If that study’s findings are broadly valid – something still far from certain – it has chilling implications for global biodiversity.
In the mid-1970s, researchers on the Caribbean island of Puerto Rico conducted a large-scale study to measure the total biomass (living mass) of insects and other arthropods in the island’s intact rainforests, using sweep nets and sticky-traps.
Four decades later, another research team returned to the island and repeated the study using identical methods and the same locations. To their surprise, they found that arthropod biomass was just one-eighth to one-sixtieth of that in the 1970s – a shocking collapse overall.
And the carnage didn’t end there. The team found that a bevy of arthropod-eating lizards, birds and frogs had fallen sharply in abundance as well.
In the minds of many ecologists, a widespread collapse of arthropods could be downright apocalyptic. Arthropods pollinate some of our most important food crops and thousands of wild plant species, disperse seeds, recycle nutrients and form key links in food chains that sustain entire webs of life.
This ecological ubiquity arises because arthropods are so abundant and diverse, comprising at least two-thirds of all known species on Earth. In the 1940s, evolutionary biologist J. B. S. Haldane quipped that “God has an inordinate fondness for beetles.” Humans might think we rule the world, but the planet really belongs to arthropods.
Killer heat waves
The researchers who documented the arthropod collapse in Puerto Rico considered a variety of possible causes, including pesticides and habitat disruption. But the evidence kept pointing to another driver: rising temperatures.
Weather stations in Puerto Rico indicate that temperatures there have risen progressively in the past several decades – by 2℃ on average.

■ **DATA RECORDS**

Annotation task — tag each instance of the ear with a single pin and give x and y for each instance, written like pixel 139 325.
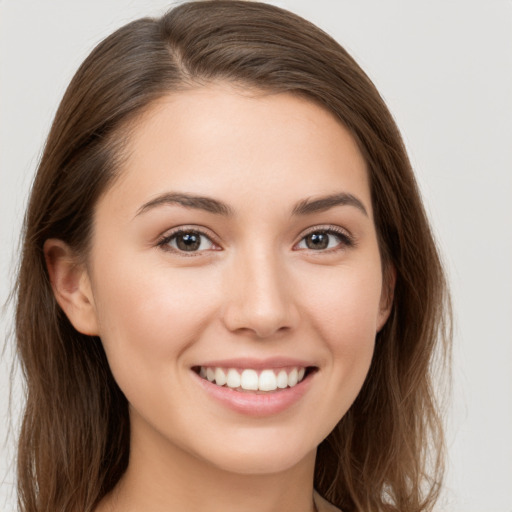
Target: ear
pixel 387 295
pixel 71 286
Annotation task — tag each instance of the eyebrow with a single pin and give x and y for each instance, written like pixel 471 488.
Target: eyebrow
pixel 188 201
pixel 304 207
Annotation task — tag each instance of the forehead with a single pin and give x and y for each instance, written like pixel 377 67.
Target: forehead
pixel 242 146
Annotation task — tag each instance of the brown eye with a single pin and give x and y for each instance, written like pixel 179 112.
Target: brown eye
pixel 325 239
pixel 189 241
pixel 317 241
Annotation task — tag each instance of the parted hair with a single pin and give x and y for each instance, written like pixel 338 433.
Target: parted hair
pixel 386 453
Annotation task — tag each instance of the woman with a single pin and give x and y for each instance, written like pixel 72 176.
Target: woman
pixel 229 294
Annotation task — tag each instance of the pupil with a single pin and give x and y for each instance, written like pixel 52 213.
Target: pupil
pixel 317 241
pixel 188 242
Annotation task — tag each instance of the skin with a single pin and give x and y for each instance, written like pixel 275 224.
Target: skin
pixel 255 291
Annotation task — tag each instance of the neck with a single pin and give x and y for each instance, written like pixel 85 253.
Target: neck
pixel 170 479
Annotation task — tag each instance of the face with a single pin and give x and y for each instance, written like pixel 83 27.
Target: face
pixel 237 244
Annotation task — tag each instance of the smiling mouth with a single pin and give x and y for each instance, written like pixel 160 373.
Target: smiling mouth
pixel 255 381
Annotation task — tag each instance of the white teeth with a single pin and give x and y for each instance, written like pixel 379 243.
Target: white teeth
pixel 220 377
pixel 233 379
pixel 267 380
pixel 282 379
pixel 249 380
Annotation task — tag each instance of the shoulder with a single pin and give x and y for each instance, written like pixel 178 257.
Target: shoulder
pixel 322 505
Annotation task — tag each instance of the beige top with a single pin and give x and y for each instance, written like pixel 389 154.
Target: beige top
pixel 322 505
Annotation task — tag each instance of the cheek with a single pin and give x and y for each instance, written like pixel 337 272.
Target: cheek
pixel 151 314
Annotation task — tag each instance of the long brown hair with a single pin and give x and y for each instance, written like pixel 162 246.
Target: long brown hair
pixel 385 454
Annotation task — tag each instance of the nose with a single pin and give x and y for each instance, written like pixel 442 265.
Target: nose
pixel 259 297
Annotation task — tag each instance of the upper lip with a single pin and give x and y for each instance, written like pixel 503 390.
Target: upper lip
pixel 257 364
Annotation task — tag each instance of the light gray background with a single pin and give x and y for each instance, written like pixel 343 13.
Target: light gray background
pixel 445 69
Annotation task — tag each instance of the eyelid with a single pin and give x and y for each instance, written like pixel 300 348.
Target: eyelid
pixel 347 239
pixel 164 239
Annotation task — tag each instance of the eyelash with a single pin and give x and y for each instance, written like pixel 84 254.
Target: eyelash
pixel 346 241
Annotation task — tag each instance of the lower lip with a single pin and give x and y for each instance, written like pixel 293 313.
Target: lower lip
pixel 252 404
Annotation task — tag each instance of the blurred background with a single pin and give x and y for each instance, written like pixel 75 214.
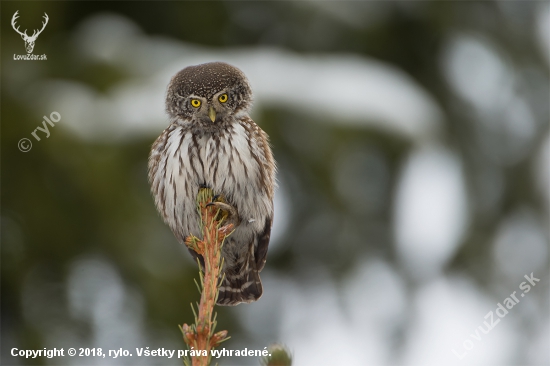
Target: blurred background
pixel 413 149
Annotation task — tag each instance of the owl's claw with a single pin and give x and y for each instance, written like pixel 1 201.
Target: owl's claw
pixel 228 213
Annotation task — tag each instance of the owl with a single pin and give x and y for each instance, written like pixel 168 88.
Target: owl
pixel 212 142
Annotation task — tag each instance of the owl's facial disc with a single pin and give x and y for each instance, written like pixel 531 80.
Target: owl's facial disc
pixel 212 114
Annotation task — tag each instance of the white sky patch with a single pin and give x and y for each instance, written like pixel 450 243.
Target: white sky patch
pixel 543 28
pixel 341 88
pixel 520 245
pixel 447 311
pixel 430 211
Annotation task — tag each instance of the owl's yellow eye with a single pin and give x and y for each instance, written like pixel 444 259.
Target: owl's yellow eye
pixel 222 98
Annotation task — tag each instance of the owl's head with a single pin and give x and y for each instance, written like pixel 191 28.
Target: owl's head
pixel 208 94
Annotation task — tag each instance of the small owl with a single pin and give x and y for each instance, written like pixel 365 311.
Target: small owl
pixel 212 142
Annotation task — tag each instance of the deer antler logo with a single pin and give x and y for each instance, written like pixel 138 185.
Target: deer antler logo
pixel 29 41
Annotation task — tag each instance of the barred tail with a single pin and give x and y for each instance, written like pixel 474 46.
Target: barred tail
pixel 241 283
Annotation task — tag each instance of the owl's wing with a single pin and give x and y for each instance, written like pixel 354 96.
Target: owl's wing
pixel 263 242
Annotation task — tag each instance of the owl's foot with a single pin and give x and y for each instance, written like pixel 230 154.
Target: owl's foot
pixel 228 213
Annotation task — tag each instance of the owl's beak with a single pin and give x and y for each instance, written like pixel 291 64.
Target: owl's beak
pixel 212 114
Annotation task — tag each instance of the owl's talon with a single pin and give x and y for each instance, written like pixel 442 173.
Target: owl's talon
pixel 229 214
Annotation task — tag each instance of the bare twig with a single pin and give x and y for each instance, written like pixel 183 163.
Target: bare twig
pixel 200 337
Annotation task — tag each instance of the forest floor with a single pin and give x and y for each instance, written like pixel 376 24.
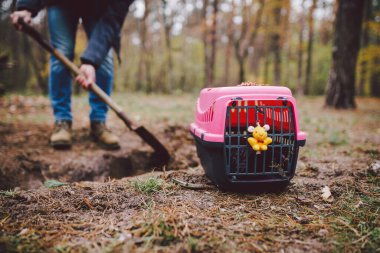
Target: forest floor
pixel 113 202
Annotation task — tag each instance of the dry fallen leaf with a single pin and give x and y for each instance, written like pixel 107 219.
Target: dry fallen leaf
pixel 326 194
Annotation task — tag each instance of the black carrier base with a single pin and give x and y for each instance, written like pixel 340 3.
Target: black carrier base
pixel 212 156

■ **LIST OF TASKS**
1. Decide whether each statement below agrees with the passage on arthropod decline in Puerto Rico. Answer yes or no for each, quoting the deciding words of the passage.
(a) The 1970s researchers collected arthropods with sweep nets and sticky-traps.
(b) The team that returned four decades later worked at different locations.
(c) Temperatures in Puerto Rico have risen by 3℃ on average.
2. List every ecological role that the passage on arthropod decline says arthropods perform.
3. Write the next part of the passage on arthropod decline in Puerto Rico, picking up after its final sentence.

■ **TASK RESULTS**
1.
(a) Yes: "using sweep nets and sticky-traps"
(b) No: "repeated the study using identical methods and the same locations"
(c) No: "by 2℃ on average"

2.
- Pollinating some of our most important food crops and thousands of wild plant species
- Dispersing seeds
- Recycling nutrients
- Forming key links in food chains that sustain entire webs of life

3.
But the researchers are far less worried about a gradual increase in temperature than the intensification of heat waves—which have risen markedly in Puerto Rico. This is because nearly all living species have thresholds of temperature tolerance.
For example, research in Australia has shown that at 41℃, flying foxes become badly heat-stressed, struggling to find shade and flapping their wings desperately to stay cool.
But nudge the thermometer up just one more degree, to 42℃, and the bats suddenly die.
In November, heat waves that peaked above 42℃ in north Queensland killed off almost a third of the region’s Spectacled Flying Foxes. The ground beneath bat colonies was littered with tens of thousands of dead animals. Dedicated animal carers could only save a small fraction of the dying bats.
The El Niño connection
El Niño events – fluctuations in Pacific sea-surface temperatures that drive multi-year variations in weather across large swaths of the planet – are also part of this story. New research appears to be resolving longstanding uncertainties about El Niños and global warming.
Recent studies published in Nature and Geophysical Research Letters suggest global warming will in fact intensify El Niños – causing affected areas to suffer even more intensively from droughts and heat waves.
And this ties back to Puerto Rico, because the researchers there believe a series of unusually intense El Niño heatwaves were the cause the arthropod Armageddon. If they’re right then global warming was the gun, but El Niño pulled the trigger.
Beyond heat waves
Puerto Rico is certainly not the only place on Earth that has suffered severe declines in arthropods. Robust studies in Europe, North America, Australia and other locales have revealed big arthropod declines as well.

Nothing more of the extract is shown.